# Problems and tasks
A. Decide whether each statement agrees with the text on the International Day against Nuclear Tests, answering yes or no and quoting its deciding words: (i) The UN General Assembly passed the resolution unanimously. (ii) The Semipalatinsk test site closed in 1989. (iii) From 1961 on, more than 300 test explosions at the site were underground.
B. Please carry on the text on the International Day against Nuclear Tests from the point where it stops.

# Text section
───

August 29, 2013 marked the third anniversary of the ‘International Day against Nuclear Tests’. The initiative began when the Republic of Kazakhstan proposed a resolution which would mark the closing of the Semipalatinsk Nuclear Test site which had closed on August 29, 1991, forty two years after the first Soviet Nuclear test.[1] The resolution (resolution 64/35) was passed unanimously by the United Nations General Assembly on December 2, 2009.
Three years after this resolution we are facing a different world. The West is awaiting a UN report on the use of chemical weapons in Syria. Tensions between the West and the Democratic People’s Republic of North Korea have increased, after a nuclear weapons test in February of this year. But this issue has since faded from public consciousness. At such an important time it is apt that we have this day to remind us of what we’ve accomplished and what has yet to be accomplished.
The Semipalatinsk test site was one of the main locations for Soviet nuclear weapon tests. The IAEA estimates that “During the period 1949-89 the former Soviet Union conducted total about 460 nuclear weapons tests within the test site. They included explosions that were conducted on the surface or in the atmosphere…Starting in 1961, more than 300 test explosions were conducted underground.”[2] The closure of such a significant site was an important step forwards for Nuclear Disarmament and reducing tensions between the East and West.

───

# Record set
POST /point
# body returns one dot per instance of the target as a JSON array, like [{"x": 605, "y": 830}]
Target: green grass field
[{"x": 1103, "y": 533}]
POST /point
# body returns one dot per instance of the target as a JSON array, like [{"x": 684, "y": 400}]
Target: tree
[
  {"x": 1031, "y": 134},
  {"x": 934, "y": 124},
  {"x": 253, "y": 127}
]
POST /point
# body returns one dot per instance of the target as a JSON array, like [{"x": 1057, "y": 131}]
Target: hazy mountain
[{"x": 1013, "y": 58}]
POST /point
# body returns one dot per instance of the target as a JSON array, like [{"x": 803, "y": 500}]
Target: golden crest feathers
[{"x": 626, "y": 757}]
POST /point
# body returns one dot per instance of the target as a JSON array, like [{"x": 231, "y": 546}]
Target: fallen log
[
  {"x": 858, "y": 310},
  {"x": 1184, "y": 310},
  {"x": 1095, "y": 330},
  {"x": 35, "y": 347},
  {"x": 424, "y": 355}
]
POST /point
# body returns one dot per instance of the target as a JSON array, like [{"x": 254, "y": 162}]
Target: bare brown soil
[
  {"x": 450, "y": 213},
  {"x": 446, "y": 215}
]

───

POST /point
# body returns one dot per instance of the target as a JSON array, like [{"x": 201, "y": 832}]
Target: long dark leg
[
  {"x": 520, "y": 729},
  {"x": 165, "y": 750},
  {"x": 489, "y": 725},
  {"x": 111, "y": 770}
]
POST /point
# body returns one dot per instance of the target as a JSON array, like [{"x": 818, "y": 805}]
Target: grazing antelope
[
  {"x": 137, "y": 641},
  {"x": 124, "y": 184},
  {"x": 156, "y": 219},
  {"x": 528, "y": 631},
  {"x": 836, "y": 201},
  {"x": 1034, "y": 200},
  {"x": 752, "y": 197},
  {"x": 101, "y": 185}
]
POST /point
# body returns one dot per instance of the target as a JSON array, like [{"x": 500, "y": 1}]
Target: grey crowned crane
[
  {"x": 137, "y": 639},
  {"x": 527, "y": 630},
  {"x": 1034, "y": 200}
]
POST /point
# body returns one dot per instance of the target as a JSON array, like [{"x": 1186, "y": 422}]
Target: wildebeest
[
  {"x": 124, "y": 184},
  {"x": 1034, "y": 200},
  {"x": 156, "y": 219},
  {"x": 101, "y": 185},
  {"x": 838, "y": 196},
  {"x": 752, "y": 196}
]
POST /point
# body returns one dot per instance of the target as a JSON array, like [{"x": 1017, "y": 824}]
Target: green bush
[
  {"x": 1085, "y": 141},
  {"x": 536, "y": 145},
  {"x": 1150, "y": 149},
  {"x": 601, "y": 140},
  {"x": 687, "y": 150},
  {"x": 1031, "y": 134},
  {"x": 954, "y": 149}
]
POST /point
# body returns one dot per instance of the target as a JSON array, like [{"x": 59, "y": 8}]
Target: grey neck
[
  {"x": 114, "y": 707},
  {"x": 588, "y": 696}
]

───

# Responses per task
A.
(i) Yes: "was passed unanimously by the United Nations General Assembly on December 2, 2009"
(ii) No: "which had closed on August 29, 1991"
(iii) Yes: "Starting in 1961, more than 300 test explosions were conducted underground."

B.
In 1996 countries began signing the Comprehensive Test Ban Treaty (CTBT) which took the step of stopping nuclear weapons tests further. Sadly, however, the CTBT still has not entered into force and is waiting on countries, particularly North Korea and the United States, to sign and ratify it. Instead the world is left in an uneasy limbo, where nuclear testing is viewed as wrong, but states outside of the CTBT are not obligated to follow it, and therefore repercussions are problematic issues. Perhaps the most salient example of this would be the reaction, or rather lack of reaction to North Korea’s nuclear tests earlier this year. Next month there will be a Conference on Facilitating Entry into Force of the CTBT (or Article XIV conference) at the United Nations Headquarters in New York.[3] Perhaps this will make some progress towards a world where nuclear weapons are not tested.
Nuclear testing served three important goals. Firstly, it demonstrated that the bomb design worked. Secondly, it demonstrated the military power of a country’s nuclear force. Thirdly, it was a useful political tool; used at the right time a test, or lack of a test, would convey a message to the other side during the tensions of the Cold War. The lack of testing has helped reduce tensions and perhaps signified that nuclear weapons are not the great weapon that they were once seen to be. As the world focuses on the Syrian crisis and the usage of chemical weapons, a reminder of the progression we’ve made with nuclear weaponry seems suitable.
This day, against nuclear testing, reminds us of how far we’ve come, but how far we have yet to go.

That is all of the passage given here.